ABOUT THIS TASK:
Set the listing down unchanged, minus every embedded image.

INPUT:
------------------------

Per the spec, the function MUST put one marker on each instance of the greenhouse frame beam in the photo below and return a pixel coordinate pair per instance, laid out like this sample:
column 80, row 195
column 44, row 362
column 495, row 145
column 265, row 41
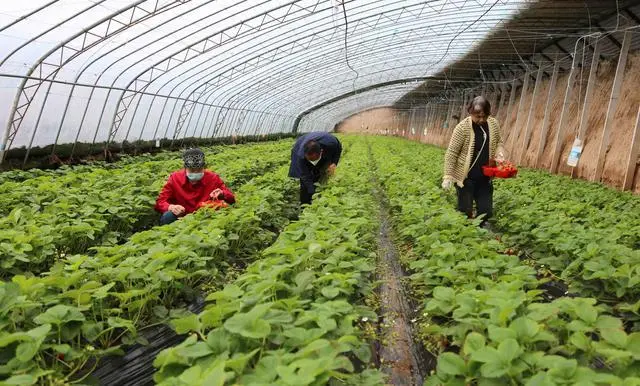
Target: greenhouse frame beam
column 143, row 79
column 101, row 74
column 52, row 62
column 293, row 44
column 302, row 60
column 351, row 93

------------------------

RESPONSE AREA:
Per the spec, the function MUST put one marker on each instance of the greenhouse frame beam in the photo below and return a pixel coordinate pair per instance, laid out like this sample:
column 80, row 195
column 44, row 362
column 495, row 145
column 265, row 41
Target: greenhouse frame beam
column 143, row 79
column 101, row 74
column 52, row 62
column 293, row 44
column 302, row 60
column 351, row 93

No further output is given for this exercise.